◆ GIVEN ENTRIES
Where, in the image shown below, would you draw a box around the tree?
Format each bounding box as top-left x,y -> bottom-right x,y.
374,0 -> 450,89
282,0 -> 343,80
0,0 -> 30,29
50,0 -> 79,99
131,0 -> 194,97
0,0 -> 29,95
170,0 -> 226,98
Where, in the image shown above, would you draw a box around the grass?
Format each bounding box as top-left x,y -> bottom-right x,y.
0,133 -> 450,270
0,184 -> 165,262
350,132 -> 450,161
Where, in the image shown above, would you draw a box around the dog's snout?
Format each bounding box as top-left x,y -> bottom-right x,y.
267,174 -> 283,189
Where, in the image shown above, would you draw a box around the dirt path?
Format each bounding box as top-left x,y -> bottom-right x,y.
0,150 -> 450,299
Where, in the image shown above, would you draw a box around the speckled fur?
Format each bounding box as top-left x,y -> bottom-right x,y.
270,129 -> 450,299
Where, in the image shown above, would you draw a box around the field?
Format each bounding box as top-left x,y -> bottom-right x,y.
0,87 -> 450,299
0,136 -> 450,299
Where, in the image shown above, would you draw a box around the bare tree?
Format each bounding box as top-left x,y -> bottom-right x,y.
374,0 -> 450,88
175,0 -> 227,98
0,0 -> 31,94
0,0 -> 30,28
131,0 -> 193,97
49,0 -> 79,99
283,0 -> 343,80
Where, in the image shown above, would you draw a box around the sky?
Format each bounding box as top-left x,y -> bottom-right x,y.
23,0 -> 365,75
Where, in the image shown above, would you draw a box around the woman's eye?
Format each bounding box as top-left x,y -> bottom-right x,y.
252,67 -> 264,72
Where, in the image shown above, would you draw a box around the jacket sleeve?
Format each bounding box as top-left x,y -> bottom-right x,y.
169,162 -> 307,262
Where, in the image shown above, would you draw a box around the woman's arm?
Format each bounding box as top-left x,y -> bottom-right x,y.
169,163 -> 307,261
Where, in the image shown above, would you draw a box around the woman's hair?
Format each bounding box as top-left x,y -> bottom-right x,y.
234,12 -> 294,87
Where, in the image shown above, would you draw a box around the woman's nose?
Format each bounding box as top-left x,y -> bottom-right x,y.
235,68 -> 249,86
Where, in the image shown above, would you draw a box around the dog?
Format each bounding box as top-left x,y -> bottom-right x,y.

◆ SHORT PROBLEM
Turn every line of the records above into a single numbered list, omitting any blank lines.

◆ WRITTEN RESPONSE
1. Where, in the image shown below, would you draw a box around the tree?
2. Format each bounding box as top-left x,y -> bottom-right x,y.
3. 374,0 -> 450,89
4. 282,0 -> 343,80
5. 0,0 -> 30,29
6. 50,0 -> 79,99
7. 131,0 -> 194,97
8. 0,0 -> 29,95
9. 170,0 -> 226,98
10. Where, in the image shown above, would you draw a box around the grass?
11. Format each bounding box as top-left x,y -> bottom-right x,y.
12. 0,133 -> 450,270
13. 0,184 -> 165,262
14. 350,132 -> 450,161
15. Where, in the image shown above, would you draw a box around the dog's snout?
16. Format each bounding box as top-left x,y -> bottom-right x,y.
17. 267,174 -> 283,189
18. Where, in the image shown above, would you draw a box around the dirt path?
19. Format each bounding box as top-left x,y -> bottom-right x,y.
20. 0,150 -> 450,299
21. Where, in the image shown above, would you draw a box around the speckled fur?
22. Format each bounding box as top-left x,y -> bottom-right x,y.
23. 270,129 -> 450,299
24. Where, in the image shown above, would you draw a box around the field?
25. Format each bounding box as top-left x,y -> bottom-right x,y.
26. 0,87 -> 450,299
27. 0,136 -> 450,299
28. Where, in the image shown above, would you draw a box around the bare tree?
29. Format each bounding box as top-left x,y -> bottom-right x,y.
30. 374,0 -> 450,88
31. 175,0 -> 227,98
32. 0,0 -> 31,94
33. 0,0 -> 30,28
34. 131,0 -> 193,97
35. 49,0 -> 79,99
36. 283,0 -> 343,80
37. Where, in the image shown above, would you draw a box around the sky?
38. Format each bounding box as top-left x,y -> bottom-right x,y.
39. 23,0 -> 365,75
40. Where, in the image shown above, would you draw a box around the woman's eye?
41. Format each bounding box as top-left x,y -> bottom-right x,y.
42. 252,67 -> 264,72
43. Where, in the image shown above, would you draw a box around the jacket sleeve?
44. Format each bounding box as top-left x,y -> bottom-right x,y.
45. 169,162 -> 307,262
46. Where, in the image shown above, would you draw a box around the woman's arm?
47. Format each bounding box as top-left x,y -> bottom-right x,y.
48. 169,163 -> 307,261
49. Where, in the image shown above, would you draw a box around the woman's hair?
50. Format each bounding box as top-left x,y -> bottom-right x,y.
51. 234,12 -> 294,87
52. Where, in the image shown above, would you draw a box around the woman's nose?
53. Format each bounding box as top-left x,y -> bottom-right x,y.
54. 235,68 -> 249,86
55. Where, in the image shown above, would you draw a box around the dog?
56. Format each bounding box as top-left x,y -> bottom-right x,y.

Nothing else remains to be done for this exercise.